*Given request:* Copy everything in the account of Martelly from "In September 2011, Martelly" down to "the president’s resignation.", changing "Port-au-Prince" to "the Haitian capital".

*Selected extract:*
= = = =
In 2007, Martelly moved back to Haiti from Miami, where he had been living with his family. As a result of the move and the financial downturn, he lost three properties and had to default on over $1 million in loans.
In 2010, Martelly ran for the Haitian presidency, making it into the runoff after he contested the first count.
On 4 April 2011, Martelly’s election was announced; he defeated his opponent, Mirlande Manigat, with 60 percent of the vote.
On 14 May 2011, Martelly was sworn in as Haitian president and on the following day, Prime Minister Jean-Max Bellerive resigned, allowing Martelly to choose a Prime Minister for his administration.
In August 2011, he unveiled his plan to reinstate the Haitian military, to mixed public opinion.
In September 2011, Martelly teamed with various business executives, bank managers and politicians, including Bill Clinton, to create a plan to jumpstart Haitian economy.
In April 2012, he was accused receiving bribe in lieu of awarding a contract to a Dominican Republic construction company.
In May 2012, Senate elections were postponed until 26 October 2014 and then again, indefinitely. This caused huge public outrage. Many of the protests targeted Martelly’s faulty leadership in allowing the continuous postponement.
On 17 January 2015, protesters descended on Port-au-Prince to campaign against the dissolution of Parliament and to demand the president’s resignation.
Martelly claims that, as a young man, he was thrown out of the Haitian Military Academy because he allegedly impregnated a general’s goddaughter.
Martelly is a cousin of Richard Morse, another Haitian musician and also a hotel manager.
As a musical performer, one of Martelly’s trademarks was his flamboyant style, regularly dressing in drag or partially stripping onstage.
= = = =
[Coordinate annotation entries]

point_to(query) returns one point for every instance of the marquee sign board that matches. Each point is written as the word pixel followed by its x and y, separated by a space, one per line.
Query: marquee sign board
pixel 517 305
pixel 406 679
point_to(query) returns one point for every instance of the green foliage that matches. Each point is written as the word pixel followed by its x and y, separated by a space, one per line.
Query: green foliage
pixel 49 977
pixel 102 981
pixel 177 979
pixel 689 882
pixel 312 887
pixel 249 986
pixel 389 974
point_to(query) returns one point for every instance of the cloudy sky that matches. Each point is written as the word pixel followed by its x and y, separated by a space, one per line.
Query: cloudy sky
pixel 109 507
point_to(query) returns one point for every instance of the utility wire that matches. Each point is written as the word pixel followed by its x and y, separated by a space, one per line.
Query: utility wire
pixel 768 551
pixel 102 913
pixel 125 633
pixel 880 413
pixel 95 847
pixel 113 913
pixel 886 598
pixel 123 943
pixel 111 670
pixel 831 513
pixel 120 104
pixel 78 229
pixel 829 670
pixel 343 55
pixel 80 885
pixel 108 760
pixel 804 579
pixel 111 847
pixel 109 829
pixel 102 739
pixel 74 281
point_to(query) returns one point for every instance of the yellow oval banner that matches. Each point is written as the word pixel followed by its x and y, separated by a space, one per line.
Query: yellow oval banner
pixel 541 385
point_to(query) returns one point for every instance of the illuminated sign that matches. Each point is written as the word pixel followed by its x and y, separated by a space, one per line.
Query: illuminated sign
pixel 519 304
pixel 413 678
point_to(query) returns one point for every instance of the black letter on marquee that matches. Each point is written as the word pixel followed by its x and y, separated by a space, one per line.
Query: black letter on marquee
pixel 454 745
= = = =
*Result of this task:*
In September 2011, Martelly teamed with various business executives, bank managers and politicians, including Bill Clinton, to create a plan to jumpstart Haitian economy.
In April 2012, he was accused receiving bribe in lieu of awarding a contract to a Dominican Republic construction company.
In May 2012, Senate elections were postponed until 26 October 2014 and then again, indefinitely. This caused huge public outrage. Many of the protests targeted Martelly’s faulty leadership in allowing the continuous postponement.
On 17 January 2015, protesters descended on the Haitian capital to campaign against the dissolution of Parliament and to demand the president’s resignation.